> WHAT THIS EXERCISE ASKS:
**1)** In the essay on newspaper writing, who is the central figure of "Goodfellas"?
**2)** Rewrite the part of the essay on newspaper writing between "Hill has a side" and "for long-term features.", inclusive, replacing "helicopters" with "airplanes".

***** SUPPLIED PASSAGE

I recently watched one of my favorite movies, and a scene near the end struck home, saying something to me about what it means to be a newspaper writer at a time when our industry is changing so dramatically.
The movie, “Goodfellas,” is considered one of the all-time great films. It’s a true story and centers on Henry Hill, a kid who over the course of the movie becomes an associate of a New York mob family. The scene I’m referring to comes near the end of the narrative arc when his life is collapsing.
Hill has a side business dealing cocaine. He’s a user, which makes him paranoid. He’s sure the law has him in its sights. He’s supervising a major drug deal and a goofy mule who’s going to fly from NYC to distribute the drugs. He’s also making sure his mob boss — who will kill him for dealing drugs — is in the dark.
Then it all comes to a head: Driving, seeing helicopters, getting rid of guns, packing the dope. And, meanwhile, nearly getting in a car wreck and then coming home to make dinner.
But what’s that have to do with our business? This: I don’t know of a newspaper writer who doesn’t feel a bit like Henry Hill. We’re juggling several assignments, posting to the Web, turning out short-term pieces and looking for long-term features.
This was my Christmas week: Sunday night cops, posting to the paper’s Web site. But also hustling down the street to a jewelry store that was going out of business. My editor had that story budgeted for Christmas Day. She also passed along a story about a suburban police chief who was going to pull a morning shift so his younger employees could stay home with their kids on Christmas Day. I was going to work Christmas Day, and that would be my assignment. And, finally, I was making calls to set up interviews and explain to people why I wanted to interview them as part of a long-range narrative. On top of this, my father had to go into the hospital for surgery, and I was caring for him.
Tom Hallman, meet Henry Hill.
One of the myths about the writing life is that it’s tranquil, with plenty of time to contemplate. Maybe if you have a big-time book contract, or a magazine piece with a far-off deadline. But in newspapers, juggling several stories at once is what we do. The only way we can succeed is by approaching each story with a plan. Or, in other words, a strategy. Otherwise, the stories — and life — are so overwhelming that you lose any sense of direction.

**********
***** MATERIAL SUPPLIED

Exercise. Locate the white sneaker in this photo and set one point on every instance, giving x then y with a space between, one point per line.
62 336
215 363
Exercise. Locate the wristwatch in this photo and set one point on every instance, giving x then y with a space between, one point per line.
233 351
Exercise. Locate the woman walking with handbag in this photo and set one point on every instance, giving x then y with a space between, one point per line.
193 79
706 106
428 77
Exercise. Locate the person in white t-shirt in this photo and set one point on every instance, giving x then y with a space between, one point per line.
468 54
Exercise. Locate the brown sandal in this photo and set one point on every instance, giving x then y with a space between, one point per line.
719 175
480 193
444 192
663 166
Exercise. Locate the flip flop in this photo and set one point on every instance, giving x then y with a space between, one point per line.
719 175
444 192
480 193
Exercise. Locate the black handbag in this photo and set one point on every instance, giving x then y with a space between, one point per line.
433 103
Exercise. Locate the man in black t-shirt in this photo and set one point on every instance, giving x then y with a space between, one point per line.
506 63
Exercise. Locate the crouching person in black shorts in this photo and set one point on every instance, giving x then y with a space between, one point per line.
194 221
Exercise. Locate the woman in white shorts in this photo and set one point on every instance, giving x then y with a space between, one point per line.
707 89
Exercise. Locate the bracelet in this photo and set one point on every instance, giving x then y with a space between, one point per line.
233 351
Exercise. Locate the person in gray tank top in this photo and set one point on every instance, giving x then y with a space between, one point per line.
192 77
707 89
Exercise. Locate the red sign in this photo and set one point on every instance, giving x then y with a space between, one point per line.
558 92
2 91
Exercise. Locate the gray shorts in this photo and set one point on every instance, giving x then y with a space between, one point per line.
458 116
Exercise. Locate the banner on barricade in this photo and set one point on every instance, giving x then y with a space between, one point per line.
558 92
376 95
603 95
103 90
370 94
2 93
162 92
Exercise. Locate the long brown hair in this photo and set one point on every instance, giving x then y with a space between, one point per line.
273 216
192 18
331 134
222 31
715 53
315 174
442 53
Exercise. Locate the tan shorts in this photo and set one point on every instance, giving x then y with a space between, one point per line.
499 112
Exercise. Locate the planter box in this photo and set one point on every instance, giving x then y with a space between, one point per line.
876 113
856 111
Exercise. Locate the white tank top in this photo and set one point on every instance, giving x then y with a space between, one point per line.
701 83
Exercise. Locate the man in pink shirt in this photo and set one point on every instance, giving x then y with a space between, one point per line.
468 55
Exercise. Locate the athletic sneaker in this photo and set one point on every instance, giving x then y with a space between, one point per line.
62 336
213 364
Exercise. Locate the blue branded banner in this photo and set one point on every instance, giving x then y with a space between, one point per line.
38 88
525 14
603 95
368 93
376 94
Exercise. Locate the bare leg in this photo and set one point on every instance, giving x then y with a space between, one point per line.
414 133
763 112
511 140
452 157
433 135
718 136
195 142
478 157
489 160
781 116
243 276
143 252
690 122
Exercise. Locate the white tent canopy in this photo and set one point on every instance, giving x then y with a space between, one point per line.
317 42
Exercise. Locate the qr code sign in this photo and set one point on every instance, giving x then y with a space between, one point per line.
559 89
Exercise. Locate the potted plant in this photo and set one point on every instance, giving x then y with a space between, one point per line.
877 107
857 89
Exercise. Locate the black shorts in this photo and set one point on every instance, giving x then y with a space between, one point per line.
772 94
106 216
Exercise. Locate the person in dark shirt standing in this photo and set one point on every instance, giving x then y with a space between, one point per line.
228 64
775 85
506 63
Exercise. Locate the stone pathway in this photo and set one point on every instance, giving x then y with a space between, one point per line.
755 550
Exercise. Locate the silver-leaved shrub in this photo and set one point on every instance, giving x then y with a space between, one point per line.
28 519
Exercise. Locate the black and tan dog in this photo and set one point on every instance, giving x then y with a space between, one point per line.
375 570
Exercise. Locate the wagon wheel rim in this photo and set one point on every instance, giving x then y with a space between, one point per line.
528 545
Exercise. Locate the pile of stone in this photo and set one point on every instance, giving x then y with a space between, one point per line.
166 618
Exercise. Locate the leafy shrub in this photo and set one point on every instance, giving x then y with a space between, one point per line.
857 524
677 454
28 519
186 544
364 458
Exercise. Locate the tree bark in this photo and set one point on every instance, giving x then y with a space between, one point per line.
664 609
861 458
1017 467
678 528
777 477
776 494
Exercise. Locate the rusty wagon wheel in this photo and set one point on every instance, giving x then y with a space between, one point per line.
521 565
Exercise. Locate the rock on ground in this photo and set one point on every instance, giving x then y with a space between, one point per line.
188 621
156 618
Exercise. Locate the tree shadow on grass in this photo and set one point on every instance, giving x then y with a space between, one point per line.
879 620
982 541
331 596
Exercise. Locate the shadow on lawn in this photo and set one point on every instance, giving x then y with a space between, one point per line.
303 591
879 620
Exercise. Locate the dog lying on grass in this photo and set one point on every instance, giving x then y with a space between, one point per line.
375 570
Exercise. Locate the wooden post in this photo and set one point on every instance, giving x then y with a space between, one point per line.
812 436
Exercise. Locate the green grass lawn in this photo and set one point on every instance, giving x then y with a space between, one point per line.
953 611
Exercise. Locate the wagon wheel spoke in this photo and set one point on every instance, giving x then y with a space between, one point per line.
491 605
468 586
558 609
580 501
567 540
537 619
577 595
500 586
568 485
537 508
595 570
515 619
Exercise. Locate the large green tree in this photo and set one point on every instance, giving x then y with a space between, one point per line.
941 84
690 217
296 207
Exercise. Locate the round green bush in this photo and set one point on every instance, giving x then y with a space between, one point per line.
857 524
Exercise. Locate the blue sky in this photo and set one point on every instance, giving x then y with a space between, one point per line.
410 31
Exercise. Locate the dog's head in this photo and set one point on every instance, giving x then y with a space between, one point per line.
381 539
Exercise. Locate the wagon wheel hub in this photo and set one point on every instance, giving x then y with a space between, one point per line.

**********

> EXPECTED RESPONSES:
**1)** Henry Hill

**2)**
Hill has a side business dealing cocaine. He’s a user, which makes him paranoid. He’s sure the law has him in its sights. He’s supervising a major drug deal and a goofy mule who’s going to fly from NYC to distribute the drugs. He’s also making sure his mob boss — who will kill him for dealing drugs — is in the dark.
Then it all comes to a head: Driving, seeing airplanes, getting rid of guns, packing the dope. And, meanwhile, nearly getting in a car wreck and then coming home to make dinner.
But what’s that have to do with our business? This: I don’t know of a newspaper writer who doesn’t feel a bit like Henry Hill. We’re juggling several assignments, posting to the Web, turning out short-term pieces and looking for long-term features.